LISTA DE TAREFAS →
1 – Transcreva do texto sobre o navio MV Narrative o trecho que começa em "O MV Narrative dispõe" e vai até "de gás natural.".
2 – Segundo o texto sobre o navio MV Narrative, à base de que combustível funciona o navio da Storylines?
3 – Escreva a continuação do texto sobre o navio MV Narrative a partir da última frase apresentada.

TRECHO DO TEXTO →
O MV Narrative dispõe de 20 restaurantes e bares, cervejaria artesanal, academia de ginástica, mercado, biblioteca, hospital, spa, áreas de recreação, piscinas, coworking, escola para as crianças, veterinários (sim, os animais de estimação são permitidos) e até uma marina, com plataforma de lançamento de embarcações para a prática de esportes náuticos, como lanchas, jet-skis e caiaques.

Anunciado como “o primeiro cruzeiro residencial do mundo a operar segundo os preceitos do luxo sustentável”, o navio da Storylines funciona à base de gás natural.

O iate dispõe ainda de microfazendas verticais, cujos cultivos seguem os princípios da hidroponia, aquele sistema agrícola que dispensa o uso de terra. Os moradores do MV Narrative terão acesso a tomates, pimentões, pepinos, abóboras, berinjelas e morangos frescos, colhidos em alto mar.

O vinho será armazenado em barris de madeira certificada, o que evita o uso das embalagens de papel, plástico e vidro. Como conta Alister Punton, cofundador e CEO da Storylines, em entrevista ao jornal inglês Daily Mail, a empresa pretende estabelecer parcerias com produtores e centros de reciclagem locais.

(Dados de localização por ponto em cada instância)

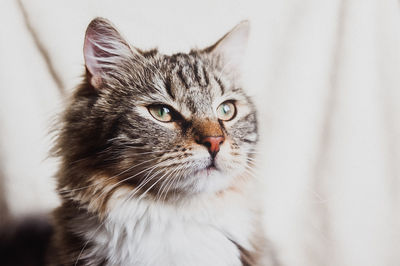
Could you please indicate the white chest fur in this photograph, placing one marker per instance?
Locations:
(194, 234)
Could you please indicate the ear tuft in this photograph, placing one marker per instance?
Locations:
(231, 48)
(104, 47)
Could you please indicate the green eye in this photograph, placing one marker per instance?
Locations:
(226, 111)
(161, 113)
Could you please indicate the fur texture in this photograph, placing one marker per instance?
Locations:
(140, 191)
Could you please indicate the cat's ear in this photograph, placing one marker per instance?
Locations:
(232, 46)
(104, 47)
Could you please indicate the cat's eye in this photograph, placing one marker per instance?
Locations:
(161, 113)
(226, 111)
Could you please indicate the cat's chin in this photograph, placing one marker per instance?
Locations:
(210, 179)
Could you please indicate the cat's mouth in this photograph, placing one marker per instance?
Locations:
(209, 169)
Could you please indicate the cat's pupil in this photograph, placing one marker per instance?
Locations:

RESPOSTAS DOS EXERCÍCIOS →
1 –
O MV Narrative dispõe de 20 restaurantes e bares, cervejaria artesanal, academia de ginástica, mercado, biblioteca, hospital, spa, áreas de recreação, piscinas, coworking, escola para as crianças, veterinários (sim, os animais de estimação são permitidos) e até uma marina, com plataforma de lançamento de embarcações para a prática de esportes náuticos, como lanchas, jet-skis e caiaques.

Anunciado como “o primeiro cruzeiro residencial do mundo a operar segundo os preceitos do luxo sustentável”, o navio da Storylines funciona à base de gás natural.

2 – O navio funciona à base de gás natural.

3 –
A sala de estar dos "apartamentos" do MV Narrative

Ao custo de construção calculado em US$ 1,5 bilhão, o MV Narrative está programado para circunavegar a Terra, a cada três anos. Os planos são manter o navio atracado em cada porto, por três a cinco dias. Muito diferente daquela correria do desembarca-embarca dos cruzeiros convencionais.

Roteiros exclusivos

Aliás, que ninguém espere da vida a bordo uma eterna celebração. Os moradores do transatlântico The World se arrepiam só de ouvir falar em festas como “a noite do branco” ou “o jantar com o capitão”, típicos das viagens convencionais.

Operado pela empresa americana Row Management e construído na Noruega, o The World zanza pelos sete mares há 21 anos. É o único navio-residência em operação atualmente. Com capacidade para cerca de 300 passageiros, os preços dos apartamentos variam de US$ 2 milhões a quase US$ 20 milhões. Os valores de manutenção não são revelados.

Em seus primeiros 16 anos, a embarcação visitou 900 portos e destinos diferentes, em 140 países. Os roteiros são decididos anualmente junto com os clientes VIP e, em geral, incluem lugares poucos conhecidos, nada óbvios.

The World, o mais antigo residencial em operação: sem festas

Em 2024, por exemplo, depois da expedição à Antártida, a caminho da costa oriental da África, o The World atracará no Arquipélago Tristão da Cunha, no Atlântico Sul. Patrimônio mundial da Unesco, com uma população de 251 pessoas, é o território habitado mais remoto do mundo.

Este ano, por exemplo, a jornada começou em Dubai, nos Emirados Árabes Unidos, e está prevista para terminar no continente gelado. Na manhã de sexta-feira passada, o The World estava atracado em Propriano, na Córsega.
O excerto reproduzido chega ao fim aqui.